** begin DATA SUPPLIED **

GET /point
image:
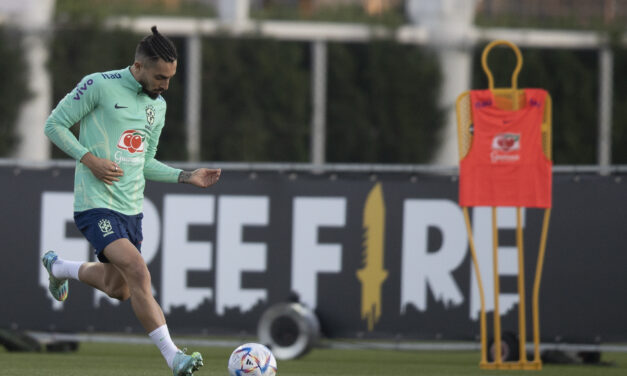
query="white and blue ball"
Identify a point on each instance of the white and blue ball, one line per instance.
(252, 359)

** end DATA SUPPLIED **
** begin DATA SUPPLIED **

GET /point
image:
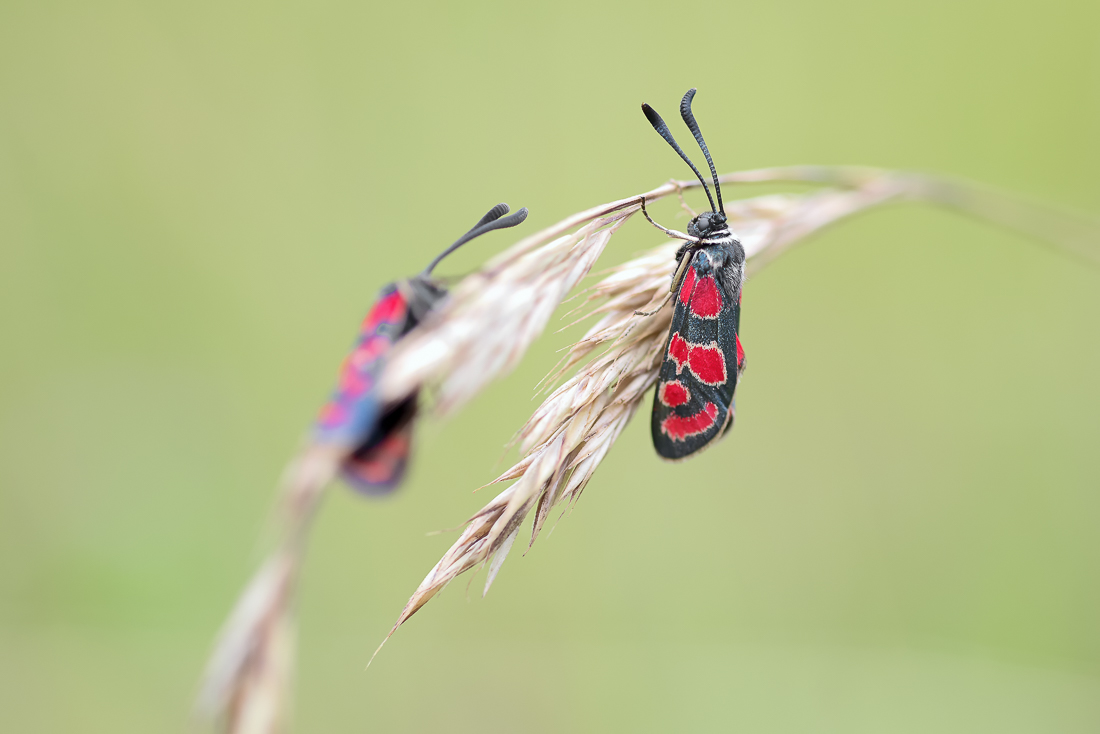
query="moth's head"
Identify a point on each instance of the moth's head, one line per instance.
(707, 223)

** end DATA SUPPLIED **
** begin DATA SUPPLIED **

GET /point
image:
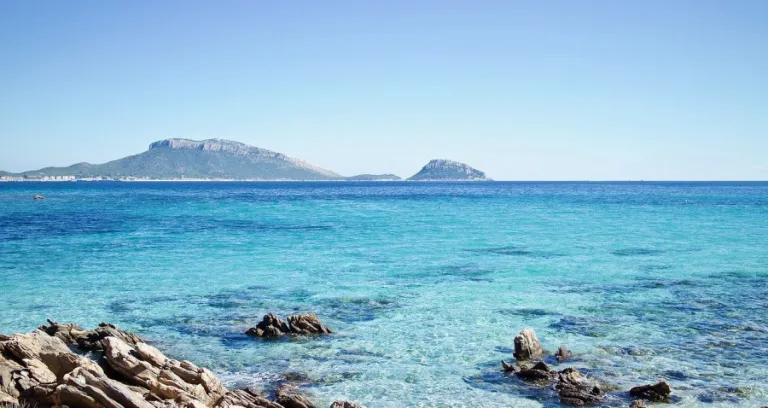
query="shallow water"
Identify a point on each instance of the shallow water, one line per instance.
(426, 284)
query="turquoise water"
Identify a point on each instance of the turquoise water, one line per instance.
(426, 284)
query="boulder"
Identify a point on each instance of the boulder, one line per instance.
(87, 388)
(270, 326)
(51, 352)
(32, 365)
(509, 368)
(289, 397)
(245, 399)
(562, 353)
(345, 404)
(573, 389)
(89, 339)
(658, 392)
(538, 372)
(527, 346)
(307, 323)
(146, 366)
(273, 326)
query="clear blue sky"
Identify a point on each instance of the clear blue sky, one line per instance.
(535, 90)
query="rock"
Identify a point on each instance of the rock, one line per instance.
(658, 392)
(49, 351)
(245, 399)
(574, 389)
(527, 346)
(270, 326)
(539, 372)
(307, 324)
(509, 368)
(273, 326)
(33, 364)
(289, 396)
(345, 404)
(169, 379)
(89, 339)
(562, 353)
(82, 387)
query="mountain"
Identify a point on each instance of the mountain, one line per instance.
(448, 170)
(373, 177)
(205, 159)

** end DATA SUPPLIED **

STATED PROBLEM:
Tally the lines above that contain the word "each", treating uppercase and lowercase letters as distinct, and reply with the number alone.

COMPLETE OUTPUT:
8